2. The salvation of the sons to be brought unto glory, with all their interest in the benefit of his sufferings, depended on this work of his. How much he sought that, his whole work declares. For their sakes it was that he came down from heaven, and was made flesh, and dwelt among them; for their sakes did he undergo all the miseries that the world could cast upon him; for their sakes did he undergo the curse of the law, and wrestle with the displeasure and wrath of God against sin. And all this seemed as it were little unto him, for the love he bare them; as Jacobs hard service did to him for his love unto Rachel. Now, after he had done all this for them, unless he had declared the name of God unto them in the gospel, they could have had no benefit by it; for if they believe not, they cannot be saved. And how should they believe without the word? and how or whence could they hear the word unless it had been preached unto them? They could not of themselves have known any thing of that name of God, which is their life and salvation. Some men talk of I know not what declaration of Gods name, nature, and glory, by the works of nature and providence; but if the Lord Christ had not indeed revealed, declared, and preached these things, these disputers themselves would not have been in any other condition than all mankind are who are left unto those teachers, which is most dark and miserable. The Lord Christ knew that without his performance of this work, not one of the sons, the conduct of whom to glory he had undertaken, could ever have been brought unto the knowledge of the name of God, or unto faith in him, or obedience unto him; which made him earnestly and heartily engage into it.

========================

- _Written instruction 1_: Reproduce the detection rows below word for word, including every category line and box, but leave out the pictures.
- _Written instruction 2_: Carry the passage on Christ's declaring of God's name forward from its final sentence, in the same style.

========================

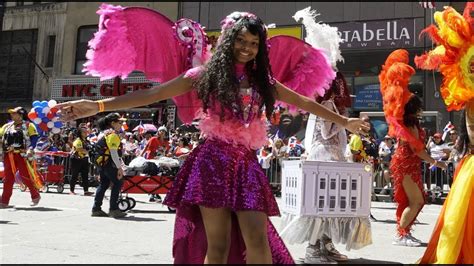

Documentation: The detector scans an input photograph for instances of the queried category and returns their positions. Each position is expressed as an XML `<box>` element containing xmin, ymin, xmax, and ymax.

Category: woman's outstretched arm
<box><xmin>56</xmin><ymin>74</ymin><xmax>192</xmax><ymax>121</ymax></box>
<box><xmin>275</xmin><ymin>81</ymin><xmax>370</xmax><ymax>134</ymax></box>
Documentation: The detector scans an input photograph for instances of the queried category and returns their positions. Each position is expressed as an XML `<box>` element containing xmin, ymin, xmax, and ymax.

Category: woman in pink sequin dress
<box><xmin>58</xmin><ymin>12</ymin><xmax>369</xmax><ymax>264</ymax></box>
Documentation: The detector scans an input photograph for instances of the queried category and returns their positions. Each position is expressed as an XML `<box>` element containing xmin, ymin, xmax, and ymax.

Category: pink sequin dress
<box><xmin>164</xmin><ymin>66</ymin><xmax>294</xmax><ymax>264</ymax></box>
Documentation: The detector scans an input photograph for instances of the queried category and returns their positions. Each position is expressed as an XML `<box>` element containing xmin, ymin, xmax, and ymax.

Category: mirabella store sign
<box><xmin>331</xmin><ymin>19</ymin><xmax>422</xmax><ymax>49</ymax></box>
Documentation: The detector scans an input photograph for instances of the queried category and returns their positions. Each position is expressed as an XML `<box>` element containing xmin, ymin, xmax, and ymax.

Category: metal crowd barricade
<box><xmin>422</xmin><ymin>161</ymin><xmax>455</xmax><ymax>201</ymax></box>
<box><xmin>63</xmin><ymin>156</ymin><xmax>99</xmax><ymax>187</ymax></box>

========================

- _Result 1_:
Documentation: The detector scans an input photograph for instances of the queried category and returns their positions. Each position is expressed as an XML `<box>` element containing xmin, ymin, xmax, and ymax.

Category: woman's outstretched arm
<box><xmin>56</xmin><ymin>74</ymin><xmax>192</xmax><ymax>121</ymax></box>
<box><xmin>275</xmin><ymin>81</ymin><xmax>370</xmax><ymax>134</ymax></box>
Documentation: The detector scans an input photograph for instances of the queried category and returns their positions. Each position is expressed as an XML `<box>` element containing xmin, ymin, xmax, and ymax.

Category: woman in pink sequin dress
<box><xmin>58</xmin><ymin>12</ymin><xmax>369</xmax><ymax>264</ymax></box>
Documentation: The detector scans an input photograph for instances of the queried category and returns their positions. Each position is expressed as an XML `<box>` element containing xmin, ymin, xmax, and ymax.

Category: pink sequin dress
<box><xmin>164</xmin><ymin>66</ymin><xmax>294</xmax><ymax>264</ymax></box>
Documentation: The detector scans an input photograph for instances of the queried category and returns their positions. Each position is expressed as an XML `<box>` element containing xmin, ymin, xmax, and ymax.

Category: mirabella store sign
<box><xmin>331</xmin><ymin>19</ymin><xmax>422</xmax><ymax>49</ymax></box>
Documentation: The detector scans an input photograph for instances of the queried category and returns their positions. Each position is expressed as an XML `<box>` element containing xmin, ymin, xmax, and ymax.

Category: metal crowd barricade
<box><xmin>422</xmin><ymin>161</ymin><xmax>455</xmax><ymax>201</ymax></box>
<box><xmin>63</xmin><ymin>156</ymin><xmax>99</xmax><ymax>187</ymax></box>

- _Result 2_:
3. Hereon depended his own glory also. His elect were to be gathered unto him; and in, among, and over them, was his glorious kingdom to be erected. Without their conversion unto God this could not be done. In the state of nature they also are children of wrath, and belong to the kingdom of Satan. And this declaration of the name of God is the great way and means of their calling, conversion, and translation from the power of Satan into his kingdom. The gospel is the rod of his strength, whereby his people are made willing in the day of his power. In brief, the gathering of his church, the setting up of his kingdom, the establishment of his throne, the setting of the crown upon his head, depend wholly on his declaring the name of God in the preaching of the gospel. Seeing, therefore, that the glory of God which he aimed at, the salvation of the sons which he sought for, and the honor of his kingdom which was promised unto him, do all depend on this work, it is no wonder if his heart were full of it, and that he rejoiced to be engaged in it.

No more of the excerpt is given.